◆ Problem to solve
Only the pictures stay out; every record is to be quoted exactly.

◆ Excerpted data
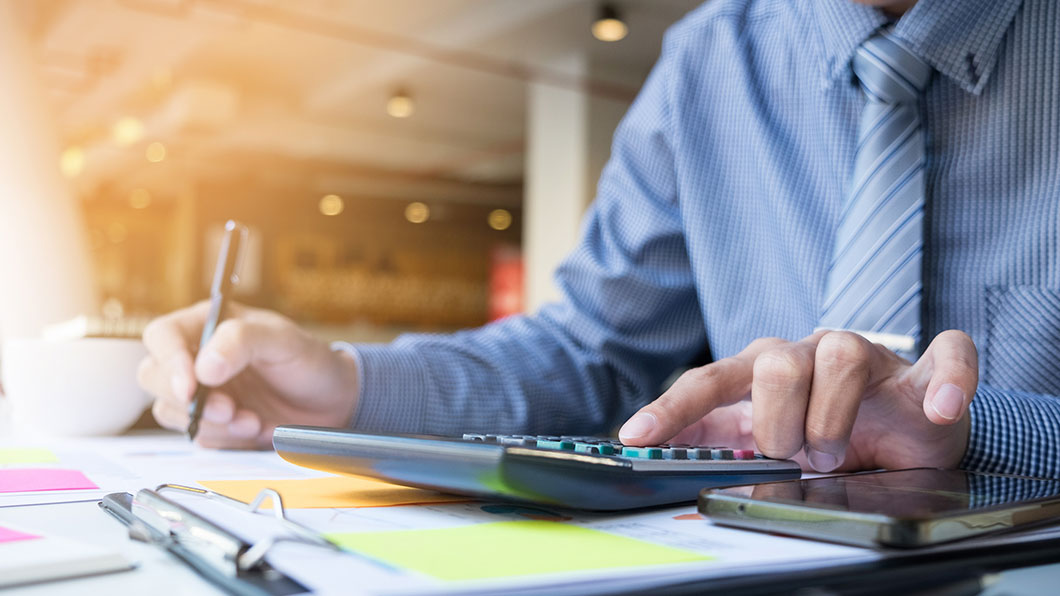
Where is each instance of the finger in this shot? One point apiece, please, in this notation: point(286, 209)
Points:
point(779, 396)
point(242, 432)
point(951, 364)
point(154, 379)
point(170, 415)
point(845, 364)
point(694, 395)
point(236, 343)
point(219, 408)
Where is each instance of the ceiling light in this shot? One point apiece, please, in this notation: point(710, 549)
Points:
point(127, 130)
point(400, 105)
point(331, 205)
point(499, 220)
point(417, 212)
point(72, 161)
point(139, 198)
point(610, 25)
point(156, 152)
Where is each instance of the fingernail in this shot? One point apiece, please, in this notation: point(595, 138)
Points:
point(637, 426)
point(949, 401)
point(822, 461)
point(211, 364)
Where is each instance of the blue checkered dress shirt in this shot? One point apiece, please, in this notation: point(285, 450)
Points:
point(714, 224)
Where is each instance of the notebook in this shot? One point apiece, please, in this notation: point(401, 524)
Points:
point(27, 557)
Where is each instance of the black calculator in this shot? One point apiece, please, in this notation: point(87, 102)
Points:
point(578, 472)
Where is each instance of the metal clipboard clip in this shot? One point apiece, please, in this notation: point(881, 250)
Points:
point(218, 555)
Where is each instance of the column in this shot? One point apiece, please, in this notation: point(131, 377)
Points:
point(45, 265)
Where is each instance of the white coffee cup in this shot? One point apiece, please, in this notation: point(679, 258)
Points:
point(72, 387)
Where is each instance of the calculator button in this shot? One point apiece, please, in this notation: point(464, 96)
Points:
point(642, 453)
point(557, 444)
point(518, 441)
point(594, 449)
point(721, 454)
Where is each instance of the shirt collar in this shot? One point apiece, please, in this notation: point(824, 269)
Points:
point(959, 38)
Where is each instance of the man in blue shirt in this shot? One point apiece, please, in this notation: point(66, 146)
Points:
point(723, 221)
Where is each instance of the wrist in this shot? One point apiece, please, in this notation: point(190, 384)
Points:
point(348, 374)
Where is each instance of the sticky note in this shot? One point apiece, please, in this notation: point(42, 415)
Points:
point(27, 479)
point(27, 455)
point(331, 491)
point(509, 548)
point(14, 536)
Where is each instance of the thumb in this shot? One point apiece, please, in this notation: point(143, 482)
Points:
point(239, 343)
point(952, 364)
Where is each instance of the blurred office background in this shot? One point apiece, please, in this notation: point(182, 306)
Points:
point(408, 164)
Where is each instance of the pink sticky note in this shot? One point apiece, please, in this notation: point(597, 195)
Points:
point(13, 536)
point(43, 478)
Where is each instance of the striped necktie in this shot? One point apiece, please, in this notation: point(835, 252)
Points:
point(873, 282)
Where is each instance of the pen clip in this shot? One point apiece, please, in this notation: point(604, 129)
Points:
point(255, 554)
point(241, 258)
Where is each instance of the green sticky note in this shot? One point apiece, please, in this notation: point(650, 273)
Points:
point(27, 455)
point(509, 548)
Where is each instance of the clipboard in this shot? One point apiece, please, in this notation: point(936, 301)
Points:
point(216, 554)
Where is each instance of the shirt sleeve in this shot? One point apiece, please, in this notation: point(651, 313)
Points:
point(1013, 433)
point(629, 316)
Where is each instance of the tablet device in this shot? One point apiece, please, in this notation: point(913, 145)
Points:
point(903, 508)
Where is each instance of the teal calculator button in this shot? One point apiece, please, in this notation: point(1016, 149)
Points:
point(642, 453)
point(599, 449)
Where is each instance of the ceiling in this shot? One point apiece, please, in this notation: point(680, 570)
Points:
point(292, 94)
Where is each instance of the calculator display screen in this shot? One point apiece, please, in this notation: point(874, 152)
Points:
point(918, 493)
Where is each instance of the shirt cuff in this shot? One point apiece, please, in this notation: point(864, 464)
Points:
point(1012, 433)
point(394, 387)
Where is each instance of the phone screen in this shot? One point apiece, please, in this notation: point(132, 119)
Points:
point(918, 493)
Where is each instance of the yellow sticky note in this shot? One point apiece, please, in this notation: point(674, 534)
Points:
point(27, 455)
point(331, 491)
point(509, 548)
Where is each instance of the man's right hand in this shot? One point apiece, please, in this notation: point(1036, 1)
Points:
point(264, 370)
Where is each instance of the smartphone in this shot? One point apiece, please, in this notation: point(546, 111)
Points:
point(902, 508)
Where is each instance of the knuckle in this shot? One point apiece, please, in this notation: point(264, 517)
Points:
point(763, 344)
point(842, 350)
point(700, 375)
point(781, 366)
point(824, 435)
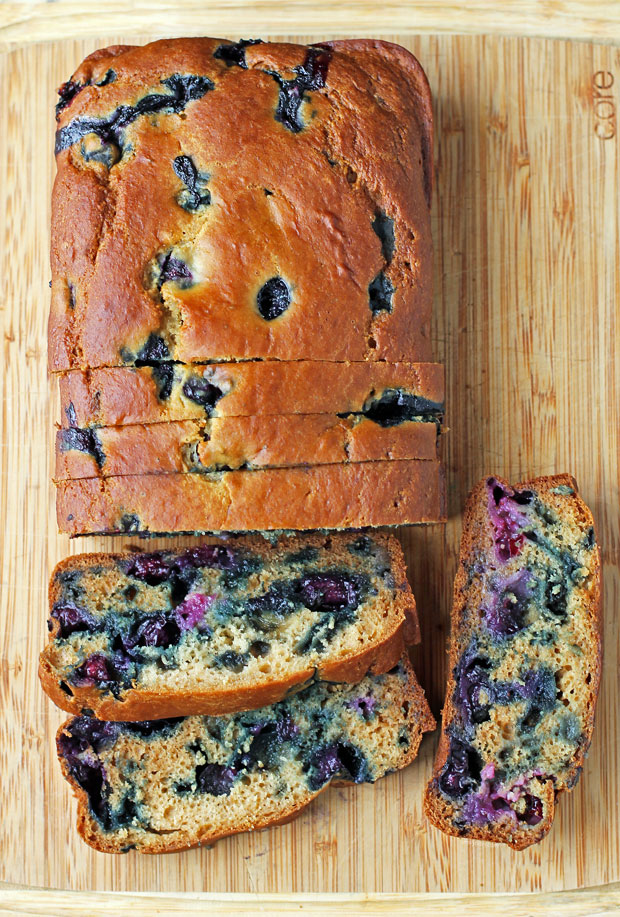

◆ Completed exercise
Where is each instance of the finger in this shot? One point apiece, please, in this notation: point(286, 209)
Points:
point(779, 396)
point(242, 432)
point(951, 364)
point(154, 379)
point(170, 415)
point(845, 364)
point(694, 395)
point(236, 343)
point(219, 408)
Where is each instance of the ceiling light in this shot? One point apiece, please, in this notation: point(710, 549)
Points:
point(127, 130)
point(400, 105)
point(331, 205)
point(499, 220)
point(417, 212)
point(72, 161)
point(139, 198)
point(610, 25)
point(156, 152)
Where is each instance of the fingernail in this shot? One point apiece, please, in this notation: point(595, 138)
Points:
point(637, 426)
point(949, 401)
point(822, 461)
point(211, 364)
Where is each instance of the blue checkered dress shirt in this shot? One point apiece, please, in this notation: point(285, 450)
Points:
point(714, 224)
Where is each instance of the notebook in this shot? One point apiece, please, in this notation: point(401, 524)
Points:
point(27, 557)
Where is each instance of the black calculator in this shot? One point apiece, please, in this notation: point(87, 102)
Points:
point(578, 472)
Where is each instance of the metal clipboard clip in this shot? One point apiece, please, in this notation: point(881, 250)
Points:
point(218, 555)
Where is each instance of the column in this shot? One point apiece, please, in this notation: point(131, 377)
Points:
point(45, 265)
Where is each instance of the white coffee cup in this shot? One point apiece, please, in this notation: point(679, 258)
Points:
point(72, 387)
Where is each instance of the calculator button in this shot? One point apiece, please, in this notation: point(464, 96)
Points:
point(642, 453)
point(557, 444)
point(518, 441)
point(594, 449)
point(721, 454)
Where is each instance of the shirt collar in this shot? One point apiece, please, in this notation: point(824, 269)
Points:
point(959, 38)
Where is each instance of the man in blue shirt in this shot? One point apiece, please, in this notation: point(66, 146)
Points:
point(723, 221)
Where is each instance of the wrist in this shot? One point apiece, please, in this notation: point(190, 384)
Points:
point(348, 374)
Where is each instance of the sticky note in this shot? One point apiece, please, in this notation: point(42, 415)
Points:
point(27, 479)
point(27, 455)
point(331, 491)
point(509, 548)
point(14, 536)
Where is each instance of the thumb in this shot? One point apiece, please, in this notation: point(143, 482)
Points:
point(239, 343)
point(952, 364)
Where is each instance of the blurred office background in this shot? One point apiece, please, in this notation: point(182, 306)
Points:
point(408, 164)
Where is each instance of the pink sticky note in this shot? One point apiece, please, in this notation: point(597, 195)
Points:
point(13, 536)
point(43, 478)
Where is each instance of the striped necktie in this shot? One point apiece, please, in this notation: point(835, 252)
Points:
point(873, 282)
Where is each instance of the pen clip in this shot? One point apiece, please, in this notation: point(604, 129)
Points:
point(255, 554)
point(241, 258)
Where is each instance of the green sticky note in this shot? One point apiece, please, in this notation: point(650, 273)
Points:
point(27, 455)
point(509, 548)
Where is each instance of the clipboard in this shot? One point apiece, please, in this notation: point(936, 301)
Points:
point(216, 554)
Where is each instance of the shirt sleeve in this shot? One point apiece, please, in this notation: point(651, 313)
Points:
point(1013, 433)
point(629, 316)
Where is each instance of the tablet device in this shot? One point apiece, please, in this notation: point(913, 145)
Points:
point(903, 508)
Where is each instance of the teal calculator button in this shot? One point apiece, please, in this notation: point(1016, 149)
Points:
point(642, 453)
point(599, 449)
Where is each instance of the ceiling in this shot? One point apiece, please, in this notation: point(680, 570)
Points:
point(292, 94)
Where is each instance of the calculator display screen in this shot? One point apiece, please, in this notation: point(874, 152)
Points:
point(918, 493)
Where is each instance of the shirt cuff in this shot? One point apiece, please, in this notation: point(864, 464)
Points:
point(1012, 433)
point(394, 387)
Where is each instance of the phone screen in this shot? One point apiece, please, in this notation: point(132, 119)
Points:
point(918, 493)
Where is each instance of the yellow sticky note in this shot? One point apiece, please, in this notation: point(674, 534)
Points:
point(27, 455)
point(331, 491)
point(509, 548)
Where is each instance of the man's right hand in this shot? One point apiece, please, in this notation: point(1036, 1)
Points:
point(264, 370)
Where is each instance of the smartphone in this shot? One point apiece, please, in this notation: point(546, 111)
Points:
point(902, 508)
Where is each instance of the knuckle in this shot? One point apiece, please, in this notation: point(264, 517)
Points:
point(763, 344)
point(842, 350)
point(700, 375)
point(781, 366)
point(824, 435)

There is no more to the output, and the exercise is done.